● **Work to do**:
- A) Repeat the passage on Thurston's claim about hyperbolic structures of finite volume word for word, from "Understanding a comment" to "has no hyperbolic structure of finite volume.".
- B) Please extend the discussion of Thurston's claim about hyperbolic structures of finite volume, picking up right after its final sentence.
===== Excerpted passage =====
Understanding a comment by Thurston In page 359 (right after Theorem 2.3) of the following paper
Thurston, William P., Three dimensional manifolds, Kleinian groups and hyperbolic geometry, Bull. Am. Math. Soc., New Ser. 6, 357-379 (1982). ZBL0496.57005.
W. Thurston states (and I quote) 

A hyperbolic structure on the interior of a compact manifold $M^3$ has finite volume if and only if $\partial M^3$ consists of tori, with the single exception of Example 2.1, which has no hyperbolic structure of finite volume. 

His example 2.1 is simply the product of the 2-torus by the closed interval, $M = \mathbb{T}^2\times I$.
What did Thurston had in mind when he stated that? Why did he left the solid torus $\mathbb{D}\times\mathbb{S}^1$ out of this, say, classification? I ask that to understand if it was just a blunder or if he actually had a reason to exclude this case (which can be obviously obtained by the quotient $\mathbb{H}^3/\{\tau\}$, where $\tau$ is a parabolic translation in $\mathbb{H}^3$)?
 A: Just to close this question. Rather than trying to analyze what Thurston was thinking when writing the statement (which is impossible without help of an ouija  board) let me write the correction:

A (complete) hyperbolic structure on the interior of a compact (connected and oriented) manifold $M^3$ with incompressible boundary has finite volume if and only if $\partial M^3$ consists of tori, with the exception of $T^2\times I$. The latter admits no hyperbolic structure of finite volume.
===== Supplied material =====
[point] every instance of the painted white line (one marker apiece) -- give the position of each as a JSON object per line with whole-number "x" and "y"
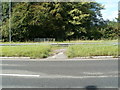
=====
● **Response list**:
- A)
Understanding a comment by Thurston In page 359 (right after Theorem 2.3) of the following paper
Thurston, William P., Three dimensional manifolds, Kleinian groups and hyperbolic geometry, Bull. Am. Math. Soc., New Ser. 6, 357-379 (1982). ZBL0496.57005.
W. Thurston states (and I quote) 

A hyperbolic structure on the interior of a compact manifold $M^3$ has finite volume if and only if $\partial M^3$ consists of tori, with the single exception of Example 2.1, which has no hyperbolic structure of finite volume.

- B)
If we drop the assumption of orientability and incompressible boundary then the correct statement is:

A (complete) hyperbolic structure on the interior of a compact (connected) manifold $M^3$ has finite volume if and only if $\partial M^3$ consists of tori and Klein bottles, with four exceptions which are $T^2\times I, K^2\times I$, $D^2\times S^1$ (the solid torus) and the total space of the unique nontrivial disk bundle over $S^1$ (the solid Klein bottle). The exceptional manifolds admit a hyperbolic structure but admit no hyperbolic structures of finite volume.

Here $K^2$ is the Klein bottle.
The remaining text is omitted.